**Required actions:**
[a] In the article about the Amur tigers bound for Iran, where are the three animals currently being kept?
[b] Pick up the article about the Amur tigers bound for Iran after its final sentence and write how it continues.

Russian scientists select the three Amur tigers that will go to Iran

Russian scientists select the three Amur tigers that will go to Iran

27 October 2011

Specialists with the Severtsov Institute of Ecology and Evolution at the Russian Academy of Sciences have examined three Amur tigers under the Amur Tiger programme, run by the Academy’s permanent expedition for the study of species listed in the Russian Red Data Book of endangered animals, and of other threatened species, and working to restore the Turan (Mazandaran) tiger population.

 

The three animals will be handed over to Iranian specialists to implement these programmes, a Russian Ministry of Natural Resources and Environmental Protection press release issued after Russian-Iranian talks said.

 

Russian scientists shared the results of the animals’ DNA testing, determining them as being Amur tigers, with their Iranian colleagues, as well as data on their gender and age. DNA testing has proved that the animals belong to the Amur tiger subspecies.   

 

The endangered tigers, which are to be handed over to Iran, are currently being kept at the safari park in Gelendzhik. They were taken there after being removed from their previous owners, who worked as photographers – offering passers by the chance to take their picture with the animals.

 

“In the next few months, through to the end of the year, our specialists will head to Iran to evaluate the conditions in which the tigers will be kept,” said Timur Chernyshev, spokesman for the Russian Ministry of Natural Resources and Environmental Protection.

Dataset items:
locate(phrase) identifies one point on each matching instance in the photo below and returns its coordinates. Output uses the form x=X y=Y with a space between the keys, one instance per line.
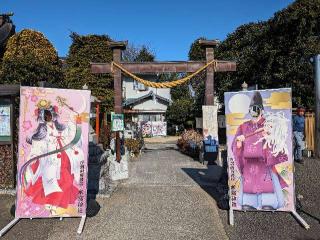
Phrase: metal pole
x=316 y=64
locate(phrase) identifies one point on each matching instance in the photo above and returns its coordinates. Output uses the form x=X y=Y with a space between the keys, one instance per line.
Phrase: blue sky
x=168 y=27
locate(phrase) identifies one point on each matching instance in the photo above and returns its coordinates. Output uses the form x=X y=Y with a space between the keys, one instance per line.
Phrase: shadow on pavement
x=214 y=181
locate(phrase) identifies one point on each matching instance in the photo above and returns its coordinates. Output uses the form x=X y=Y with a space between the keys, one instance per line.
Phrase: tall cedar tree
x=83 y=50
x=273 y=54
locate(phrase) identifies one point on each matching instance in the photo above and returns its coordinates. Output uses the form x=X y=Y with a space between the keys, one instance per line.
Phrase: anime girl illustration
x=258 y=145
x=51 y=174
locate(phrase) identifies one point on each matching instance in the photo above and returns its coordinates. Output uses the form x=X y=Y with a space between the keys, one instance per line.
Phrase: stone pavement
x=161 y=200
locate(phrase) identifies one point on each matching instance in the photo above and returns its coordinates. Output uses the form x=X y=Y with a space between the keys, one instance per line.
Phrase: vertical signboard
x=260 y=164
x=53 y=153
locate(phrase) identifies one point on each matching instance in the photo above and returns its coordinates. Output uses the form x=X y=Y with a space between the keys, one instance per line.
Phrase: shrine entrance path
x=162 y=199
x=158 y=201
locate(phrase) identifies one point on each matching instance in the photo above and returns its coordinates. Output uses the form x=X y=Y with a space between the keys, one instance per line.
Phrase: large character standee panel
x=53 y=152
x=259 y=136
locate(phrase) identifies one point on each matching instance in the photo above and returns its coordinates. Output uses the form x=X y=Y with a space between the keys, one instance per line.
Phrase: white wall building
x=145 y=103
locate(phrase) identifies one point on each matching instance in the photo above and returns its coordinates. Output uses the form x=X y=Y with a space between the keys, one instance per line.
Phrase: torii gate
x=160 y=67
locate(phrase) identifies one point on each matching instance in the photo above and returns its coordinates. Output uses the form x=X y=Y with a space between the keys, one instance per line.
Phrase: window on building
x=139 y=86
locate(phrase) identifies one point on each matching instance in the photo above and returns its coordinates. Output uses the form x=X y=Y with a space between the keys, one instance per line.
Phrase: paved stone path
x=161 y=200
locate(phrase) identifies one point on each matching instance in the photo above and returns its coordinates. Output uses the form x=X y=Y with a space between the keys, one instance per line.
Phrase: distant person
x=298 y=133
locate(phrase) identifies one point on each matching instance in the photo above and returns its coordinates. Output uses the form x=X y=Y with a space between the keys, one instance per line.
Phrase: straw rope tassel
x=170 y=84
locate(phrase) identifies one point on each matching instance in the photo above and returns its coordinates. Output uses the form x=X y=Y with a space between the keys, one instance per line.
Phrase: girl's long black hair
x=41 y=131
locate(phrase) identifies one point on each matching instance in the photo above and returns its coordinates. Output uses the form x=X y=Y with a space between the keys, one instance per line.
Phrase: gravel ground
x=165 y=199
x=161 y=200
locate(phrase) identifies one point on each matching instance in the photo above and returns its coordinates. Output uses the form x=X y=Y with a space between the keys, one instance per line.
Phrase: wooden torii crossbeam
x=161 y=67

**Answers provided:**
[a] At the safari park in Gelendzhik.

[b]
 

Comments by Sergei Naidenko, Chief Researcher at the Severtsov Institute of Ecology and Evolution, Russian Academy of Sciences:

 

“The Caspian tiger, also known as the Turan tiger, disappeared in the Soviet Union in the 1950s and now this subspecies is considered extinct. Previously it lived in West and Middle Asia. The work Mitochondrial Phylogeography Illuminates the Origin of the Extinct Caspian Tiger and Its Relationship to the Amur Tiger by Carlos A. Driscoll et al. (2009) stated that Caspian and Amur tigers were likely to have once formed a single contiguous population, allowing the authors to describe the Amur tiger as having originated from the Caspian tiger, and therefore to consider them a single subspecies. This gives Iran the opportunity to breed Amur tigers transported into the country from Russia and to release them into the wild.”